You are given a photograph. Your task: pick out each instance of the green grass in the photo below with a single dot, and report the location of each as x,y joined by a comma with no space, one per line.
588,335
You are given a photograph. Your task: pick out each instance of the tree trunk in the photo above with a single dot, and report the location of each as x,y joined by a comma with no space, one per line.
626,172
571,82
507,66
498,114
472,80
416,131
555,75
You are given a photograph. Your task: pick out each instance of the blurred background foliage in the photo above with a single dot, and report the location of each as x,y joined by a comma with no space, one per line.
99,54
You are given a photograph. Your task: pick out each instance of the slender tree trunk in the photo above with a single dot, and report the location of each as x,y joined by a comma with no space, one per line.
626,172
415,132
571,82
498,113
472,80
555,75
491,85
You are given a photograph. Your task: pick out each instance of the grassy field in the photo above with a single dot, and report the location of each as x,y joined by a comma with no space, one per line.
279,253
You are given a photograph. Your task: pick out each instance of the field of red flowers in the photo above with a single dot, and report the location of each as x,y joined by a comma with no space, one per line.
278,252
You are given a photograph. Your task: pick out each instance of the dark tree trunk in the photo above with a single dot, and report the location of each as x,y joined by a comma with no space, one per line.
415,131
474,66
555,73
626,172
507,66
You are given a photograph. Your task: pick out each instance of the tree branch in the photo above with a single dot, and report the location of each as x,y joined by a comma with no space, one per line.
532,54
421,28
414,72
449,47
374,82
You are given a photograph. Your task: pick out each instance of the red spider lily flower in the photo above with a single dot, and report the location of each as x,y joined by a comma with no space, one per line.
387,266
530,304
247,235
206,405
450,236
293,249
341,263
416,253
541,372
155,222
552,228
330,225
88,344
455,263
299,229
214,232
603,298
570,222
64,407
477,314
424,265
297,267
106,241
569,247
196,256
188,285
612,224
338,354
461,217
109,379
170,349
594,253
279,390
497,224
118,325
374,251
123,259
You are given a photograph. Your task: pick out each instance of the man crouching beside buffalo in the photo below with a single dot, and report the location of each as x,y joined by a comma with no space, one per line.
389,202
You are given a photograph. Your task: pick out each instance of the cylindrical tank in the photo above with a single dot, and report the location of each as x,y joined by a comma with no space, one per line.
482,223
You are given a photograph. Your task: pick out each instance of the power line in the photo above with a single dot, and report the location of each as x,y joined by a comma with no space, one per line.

- **What to produce**:
Give every record again, exactly as it reads.

- **Result below**:
You are given a photograph. Your task: pick out each instance of the green grass in the photo below with a single dot, and report the location of each as x,y joined by a comma with no space, one per line.
588,335
You are given a photograph. Your task: pick out each instance of the tree trunk in the photo above with a single dot, and report the location of each as x,y joined by a comma with no space, one per line.
626,172
571,82
507,66
498,114
472,80
416,131
555,75
You are given a photograph. Your task: pick out each instance of the blurred background foliage in the photo above with a single dot, and report the location of each as x,y joined by a comma with no space, one per line.
99,54
You are given a photograph. Your task: pick out each instance of the slender tree trunk in the photo above with a single dot, and report the location of each as x,y joined by a comma with no space, one per line.
626,172
415,132
571,82
498,113
472,80
555,75
491,85
You are given a photograph. Your task: pick out each instance of the grassy field in the photo above with a single dot, and report the location of each as x,y joined by a comma with no space, one per line.
279,253
You are given a photograph. Your task: pick out each instance of the field of red flowers in the photo above with a single dot, and report the location of each as x,y joined by a comma with no space, one per line.
278,252
You are given a photograph. Your task: pick out each instance of the dark tree trunk in the photo above with a single dot, and report the location of each as x,y joined by a comma with no space, one per line.
415,131
474,66
555,73
626,172
507,66
You are given a photograph. Your task: pick out each instance of the tree branch in the photo above with a single dot, and report the location of each as x,y joined by a comma with no space, one per line.
532,54
421,28
414,72
449,47
374,82
You are given a photograph. Your task: pick out each instance of the red spider lily flower in the photo above with a single dot, and report the location of each as x,y joined by a comma with no space, one per line.
387,266
530,304
247,235
206,405
450,236
293,249
341,263
416,253
541,372
155,222
552,228
330,225
88,344
455,263
299,229
214,232
603,298
570,222
64,407
477,314
424,265
297,267
106,241
569,247
196,256
188,285
612,224
338,354
461,217
109,379
170,349
594,253
279,390
497,224
118,325
374,251
123,259
You are given a photograph. Your task: pick out each instance of the man crouching beside buffalo in the photo below with a single dot, and report the location of each as x,y joined by a comma with no space, one per line.
389,202
You are given a photograph. Your task: pick out each instance of the cylindrical tank in the photo above with a single dot, and report the location of each as x,y joined by a comma with no space, one per line.
482,223
You are given a photograph. Your task: pick out each instance of the power line in the photo above with a single dot, and report the location of each as x,y joined by a comma with no space, one per line.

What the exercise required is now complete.